══ Reading passage

This is what I would call a “classic” Star Wars scroller. In this case, following the theme and nature of the demo, it’s making a jibe at Censor Design who, just 6 months or so prior to this, had release “The Star Wars Demo” and managed to do so without incorporating a Star Wars Scroller – much to the chagrin of many (not that it mattered – their demo still took home the coveted 1st place at X2018).


History of Star Wars Scrollers

It’s worth looking back at the various different Star Wars scrollers that have been created before.

Argon Gew Up by Argon (1989)

Possibly the first such scroller (thanks to Bjorn Odendahl for pointing out that I’d omitted it in an earlier version of this blog). Really nice ROL/ROR-based scroller. No Y-packing, unfortunately, so it does look a little bit strange along with the coolness 😉 :-

Bring Me Edelgas by Masters’ Design Group (1989)

Not quite a Star Wars scroller – but very similar. A very different technique used here, too, with expanded sprites, in a kind of “who needs smooth timing?” x-position tech-tech and scaling using precalculated sprites of various sizes. I really like it, actually, definitely very very nice for 1989.

Eldorado by Origo Dreamline (1990)

Another ROR/ROL scroller, with perspective. Looks a little bit messy and hard to read the further back the text goes, especially with the text so tightly packed in Y, but still very impressive for it’s time.

════

To be done:
Answer these questions about the Star Wars scroller passage:
1. At which event did "The Star Wars Demo" take 1st place?
2. Who pointed out that Argon Gew Up had been left out of an earlier version of the blog?
3. Which group made Eldorado, and in what year?

══ Data segment

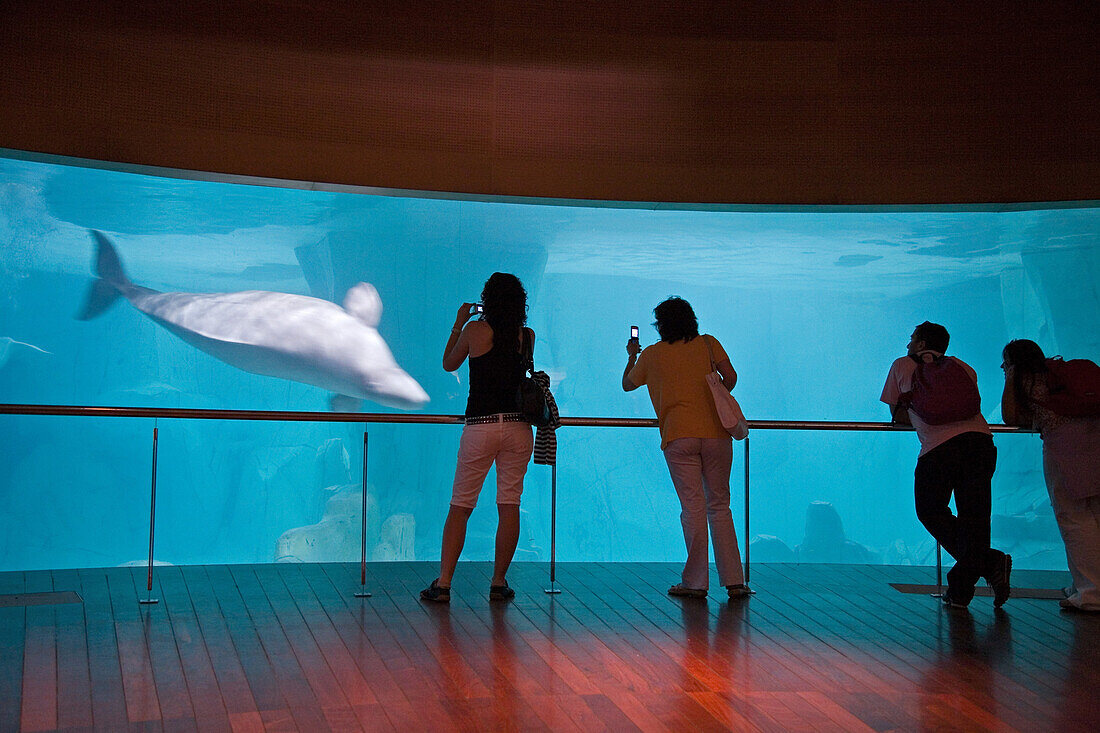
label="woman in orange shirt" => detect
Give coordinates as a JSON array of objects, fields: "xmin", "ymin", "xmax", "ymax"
[{"xmin": 623, "ymin": 297, "xmax": 751, "ymax": 599}]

════

Result of this task:
1. X2018
2. Bjorn Odendahl
3. Origo Dreamline, 1990